» **GIVEN ENTRIES**:
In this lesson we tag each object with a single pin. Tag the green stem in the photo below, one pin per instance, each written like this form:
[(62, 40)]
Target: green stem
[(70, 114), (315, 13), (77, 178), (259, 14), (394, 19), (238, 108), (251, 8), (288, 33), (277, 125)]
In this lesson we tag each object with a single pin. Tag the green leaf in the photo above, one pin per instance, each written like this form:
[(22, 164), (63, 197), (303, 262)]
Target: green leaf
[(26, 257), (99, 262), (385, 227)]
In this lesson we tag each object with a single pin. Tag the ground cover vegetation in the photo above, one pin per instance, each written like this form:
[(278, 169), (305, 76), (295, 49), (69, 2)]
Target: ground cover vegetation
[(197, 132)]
* * *
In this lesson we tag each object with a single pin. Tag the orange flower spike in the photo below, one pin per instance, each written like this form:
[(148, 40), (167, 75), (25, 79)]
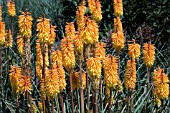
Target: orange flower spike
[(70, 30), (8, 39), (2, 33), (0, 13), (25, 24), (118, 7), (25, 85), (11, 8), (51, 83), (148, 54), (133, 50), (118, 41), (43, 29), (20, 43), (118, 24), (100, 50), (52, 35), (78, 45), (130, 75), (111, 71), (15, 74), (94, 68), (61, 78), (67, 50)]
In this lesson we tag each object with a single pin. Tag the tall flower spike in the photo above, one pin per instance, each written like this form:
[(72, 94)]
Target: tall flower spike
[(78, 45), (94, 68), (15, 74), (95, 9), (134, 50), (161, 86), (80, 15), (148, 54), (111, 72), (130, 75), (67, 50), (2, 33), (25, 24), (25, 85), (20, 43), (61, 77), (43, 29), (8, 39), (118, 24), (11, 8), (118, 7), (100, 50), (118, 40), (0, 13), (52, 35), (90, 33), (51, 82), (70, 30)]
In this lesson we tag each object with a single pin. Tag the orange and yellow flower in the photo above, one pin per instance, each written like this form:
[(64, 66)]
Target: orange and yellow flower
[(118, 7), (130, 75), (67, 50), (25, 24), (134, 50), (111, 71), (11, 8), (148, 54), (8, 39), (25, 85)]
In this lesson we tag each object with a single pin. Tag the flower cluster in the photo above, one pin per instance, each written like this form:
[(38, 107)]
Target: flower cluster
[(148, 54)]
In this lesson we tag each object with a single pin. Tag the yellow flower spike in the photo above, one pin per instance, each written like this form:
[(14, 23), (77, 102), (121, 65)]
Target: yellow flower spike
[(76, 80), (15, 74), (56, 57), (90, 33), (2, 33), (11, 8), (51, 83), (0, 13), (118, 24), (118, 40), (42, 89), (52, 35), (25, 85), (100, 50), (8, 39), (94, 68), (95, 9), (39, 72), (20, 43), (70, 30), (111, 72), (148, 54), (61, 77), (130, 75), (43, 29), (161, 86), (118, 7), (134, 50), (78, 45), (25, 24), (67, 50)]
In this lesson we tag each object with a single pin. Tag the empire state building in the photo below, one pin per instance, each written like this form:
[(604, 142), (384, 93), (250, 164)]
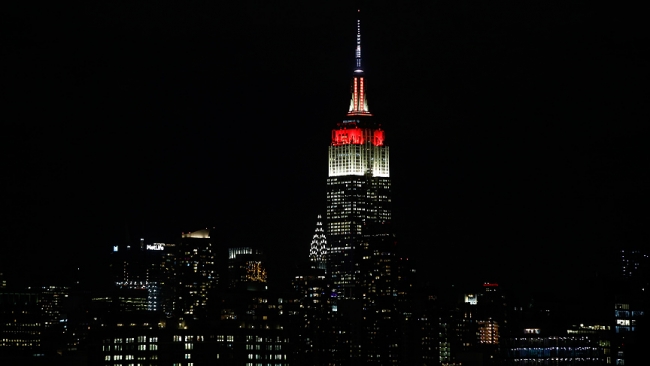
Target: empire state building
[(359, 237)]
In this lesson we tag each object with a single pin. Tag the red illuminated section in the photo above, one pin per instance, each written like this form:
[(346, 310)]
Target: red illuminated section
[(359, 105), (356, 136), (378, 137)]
...
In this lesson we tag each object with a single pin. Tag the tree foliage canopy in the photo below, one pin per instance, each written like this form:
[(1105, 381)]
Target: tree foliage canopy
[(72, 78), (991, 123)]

» **WHAT YOU SHOULD DO**: Write out everything from the line containing "the green leaf" down to the line containing "[(197, 132)]", both ends included, keeping every line of the records. Add 146 to each number in the pin coordinates of the answers only, and leave all other lines unchanged.

» **RESULT**:
In this lesson we tag each object with a single pin. Tag the green leaf in the photo above, one pin per instance, each written like this form:
[(22, 164), (63, 197), (303, 262)]
Target: green leaf
[(172, 403), (245, 408), (531, 373)]
In this lesson we tag each object with a single pin. Tag the ground cover vegetation in the photo above, one pin per instance, each written like this form:
[(278, 169), (305, 76), (295, 49), (69, 2)]
Target: ground cover vegetation
[(343, 278)]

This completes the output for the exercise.